(Image location labeling records)
————————
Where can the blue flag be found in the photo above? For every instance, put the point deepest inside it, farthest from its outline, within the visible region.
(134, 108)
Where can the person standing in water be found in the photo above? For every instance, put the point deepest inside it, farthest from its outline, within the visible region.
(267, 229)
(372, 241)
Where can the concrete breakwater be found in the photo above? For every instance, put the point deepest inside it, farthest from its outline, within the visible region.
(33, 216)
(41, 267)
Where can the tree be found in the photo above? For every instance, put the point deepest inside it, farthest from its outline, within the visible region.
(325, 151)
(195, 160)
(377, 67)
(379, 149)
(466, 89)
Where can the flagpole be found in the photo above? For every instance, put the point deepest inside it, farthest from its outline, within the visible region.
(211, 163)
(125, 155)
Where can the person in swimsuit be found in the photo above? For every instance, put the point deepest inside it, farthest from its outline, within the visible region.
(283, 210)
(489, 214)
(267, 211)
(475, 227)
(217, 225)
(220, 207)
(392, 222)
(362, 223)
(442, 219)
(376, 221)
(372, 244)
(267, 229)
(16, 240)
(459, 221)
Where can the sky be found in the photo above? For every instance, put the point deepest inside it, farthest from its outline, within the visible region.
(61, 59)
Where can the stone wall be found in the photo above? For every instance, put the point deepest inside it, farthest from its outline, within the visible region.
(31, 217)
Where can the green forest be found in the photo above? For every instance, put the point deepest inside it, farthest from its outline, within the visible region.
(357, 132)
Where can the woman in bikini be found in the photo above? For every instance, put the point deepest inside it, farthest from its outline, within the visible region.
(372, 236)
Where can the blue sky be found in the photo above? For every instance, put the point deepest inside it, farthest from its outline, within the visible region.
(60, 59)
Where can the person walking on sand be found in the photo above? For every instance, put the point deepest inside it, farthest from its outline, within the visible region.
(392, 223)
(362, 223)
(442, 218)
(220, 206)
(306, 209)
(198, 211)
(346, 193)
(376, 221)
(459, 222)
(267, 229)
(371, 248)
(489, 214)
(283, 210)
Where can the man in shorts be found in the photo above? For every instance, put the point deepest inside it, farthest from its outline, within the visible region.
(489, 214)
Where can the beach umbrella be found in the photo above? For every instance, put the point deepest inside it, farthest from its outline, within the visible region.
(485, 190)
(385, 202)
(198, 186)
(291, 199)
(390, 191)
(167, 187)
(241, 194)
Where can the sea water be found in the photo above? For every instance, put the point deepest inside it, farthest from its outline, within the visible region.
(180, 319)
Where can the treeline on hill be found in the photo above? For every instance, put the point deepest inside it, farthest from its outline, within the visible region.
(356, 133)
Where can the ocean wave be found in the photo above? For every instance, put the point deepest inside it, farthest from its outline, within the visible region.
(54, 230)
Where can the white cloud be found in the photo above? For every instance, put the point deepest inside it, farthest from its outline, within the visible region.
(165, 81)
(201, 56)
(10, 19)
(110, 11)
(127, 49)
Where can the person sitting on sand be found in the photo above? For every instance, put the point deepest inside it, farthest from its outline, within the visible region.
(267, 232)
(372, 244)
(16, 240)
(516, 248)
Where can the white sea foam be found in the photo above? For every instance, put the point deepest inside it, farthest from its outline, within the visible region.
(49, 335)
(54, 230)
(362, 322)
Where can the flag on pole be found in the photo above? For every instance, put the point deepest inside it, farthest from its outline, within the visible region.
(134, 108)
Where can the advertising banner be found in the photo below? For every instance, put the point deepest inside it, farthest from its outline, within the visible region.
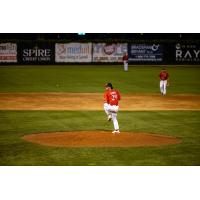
(103, 52)
(145, 52)
(73, 52)
(187, 53)
(8, 53)
(31, 53)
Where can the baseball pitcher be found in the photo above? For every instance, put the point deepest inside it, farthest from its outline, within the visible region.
(111, 107)
(164, 81)
(125, 61)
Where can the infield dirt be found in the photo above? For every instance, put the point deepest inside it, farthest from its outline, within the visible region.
(100, 139)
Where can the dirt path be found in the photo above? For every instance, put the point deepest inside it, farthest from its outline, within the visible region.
(100, 139)
(94, 101)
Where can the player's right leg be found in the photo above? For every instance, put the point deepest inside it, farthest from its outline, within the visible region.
(164, 87)
(106, 109)
(161, 87)
(115, 123)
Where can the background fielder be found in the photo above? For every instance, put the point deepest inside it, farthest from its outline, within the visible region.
(125, 61)
(111, 107)
(164, 81)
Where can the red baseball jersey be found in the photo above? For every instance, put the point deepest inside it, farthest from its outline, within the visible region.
(112, 97)
(125, 58)
(163, 75)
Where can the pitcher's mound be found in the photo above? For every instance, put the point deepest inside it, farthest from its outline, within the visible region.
(100, 139)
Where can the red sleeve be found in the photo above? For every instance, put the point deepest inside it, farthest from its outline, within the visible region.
(105, 96)
(119, 96)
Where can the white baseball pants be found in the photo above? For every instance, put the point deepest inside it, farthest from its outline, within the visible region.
(163, 86)
(125, 65)
(112, 110)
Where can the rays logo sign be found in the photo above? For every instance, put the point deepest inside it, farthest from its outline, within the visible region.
(187, 53)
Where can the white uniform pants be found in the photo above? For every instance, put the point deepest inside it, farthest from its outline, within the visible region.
(112, 110)
(163, 86)
(125, 65)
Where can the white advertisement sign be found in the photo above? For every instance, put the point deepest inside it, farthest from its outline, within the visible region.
(8, 52)
(103, 52)
(73, 52)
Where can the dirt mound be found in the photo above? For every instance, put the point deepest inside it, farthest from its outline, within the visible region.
(100, 139)
(94, 101)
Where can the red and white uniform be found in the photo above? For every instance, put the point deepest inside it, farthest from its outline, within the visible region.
(111, 105)
(163, 82)
(163, 75)
(125, 61)
(112, 97)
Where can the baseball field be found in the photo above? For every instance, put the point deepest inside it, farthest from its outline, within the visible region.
(53, 116)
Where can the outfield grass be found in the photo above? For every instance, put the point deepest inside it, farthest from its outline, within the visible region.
(15, 151)
(140, 79)
(15, 124)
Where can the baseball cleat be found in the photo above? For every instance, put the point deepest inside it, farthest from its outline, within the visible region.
(116, 132)
(109, 118)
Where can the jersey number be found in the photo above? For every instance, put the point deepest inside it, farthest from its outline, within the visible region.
(114, 96)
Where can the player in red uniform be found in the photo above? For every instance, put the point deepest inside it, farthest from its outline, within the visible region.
(111, 105)
(125, 61)
(164, 81)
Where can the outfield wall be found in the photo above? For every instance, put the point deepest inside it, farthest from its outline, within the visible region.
(42, 53)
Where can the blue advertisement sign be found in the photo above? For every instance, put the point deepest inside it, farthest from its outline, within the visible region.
(145, 52)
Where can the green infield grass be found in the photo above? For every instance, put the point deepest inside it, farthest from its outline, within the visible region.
(140, 79)
(16, 151)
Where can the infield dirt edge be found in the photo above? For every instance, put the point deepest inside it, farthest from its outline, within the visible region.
(76, 139)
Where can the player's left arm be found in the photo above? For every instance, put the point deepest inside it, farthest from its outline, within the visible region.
(118, 95)
(168, 80)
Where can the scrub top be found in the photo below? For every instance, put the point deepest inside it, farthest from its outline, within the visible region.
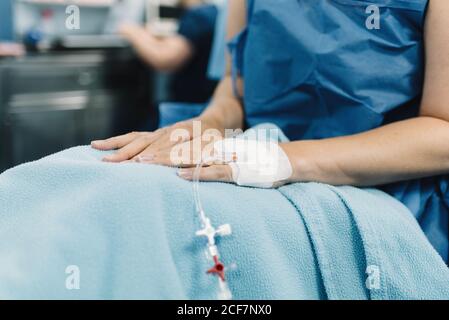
(327, 68)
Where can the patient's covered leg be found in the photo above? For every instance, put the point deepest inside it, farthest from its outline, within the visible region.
(74, 227)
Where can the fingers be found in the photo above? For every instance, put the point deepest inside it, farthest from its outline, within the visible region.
(132, 149)
(218, 173)
(115, 142)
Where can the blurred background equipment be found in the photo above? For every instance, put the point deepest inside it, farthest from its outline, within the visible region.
(55, 96)
(71, 86)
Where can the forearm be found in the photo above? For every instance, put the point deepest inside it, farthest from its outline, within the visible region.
(162, 54)
(225, 110)
(400, 151)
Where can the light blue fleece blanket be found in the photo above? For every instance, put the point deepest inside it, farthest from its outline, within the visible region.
(129, 231)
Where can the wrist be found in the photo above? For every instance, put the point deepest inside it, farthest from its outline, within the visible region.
(304, 166)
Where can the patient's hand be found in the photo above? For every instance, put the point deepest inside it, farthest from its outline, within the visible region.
(159, 147)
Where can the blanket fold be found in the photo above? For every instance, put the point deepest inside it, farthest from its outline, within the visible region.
(128, 230)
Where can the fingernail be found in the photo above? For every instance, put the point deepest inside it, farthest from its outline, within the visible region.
(186, 174)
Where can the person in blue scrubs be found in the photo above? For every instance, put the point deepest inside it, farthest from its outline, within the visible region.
(7, 48)
(359, 87)
(185, 54)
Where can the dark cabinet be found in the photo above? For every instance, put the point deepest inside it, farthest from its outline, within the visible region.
(49, 102)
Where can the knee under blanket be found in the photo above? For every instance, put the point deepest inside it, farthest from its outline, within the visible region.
(129, 230)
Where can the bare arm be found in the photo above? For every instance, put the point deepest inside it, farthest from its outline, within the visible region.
(404, 150)
(224, 112)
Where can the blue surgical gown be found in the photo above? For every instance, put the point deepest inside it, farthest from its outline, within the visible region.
(327, 68)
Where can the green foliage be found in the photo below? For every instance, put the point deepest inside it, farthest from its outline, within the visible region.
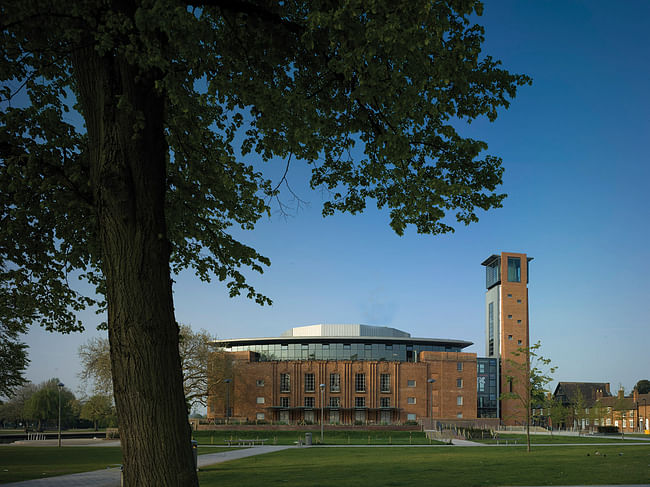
————————
- PROBLEM STATEMENT: Edit the records from the line that has "Where can the blue surgical" through the end of the records so that "green foliage" becomes "green leaves", with everything else left as it is. Please leave the pictures out of your answer.

- SOLUTION TO THIS PROBLEM:
Where can the blue surgical gown be found in the photo above? For every instance, put the point deepest inside it, farthest from its outline, within the visible region.
(327, 68)
Where can the green leaves be found in the photo below? For every instance, put the point deepest inside it, farthest from its outline, within the visible region.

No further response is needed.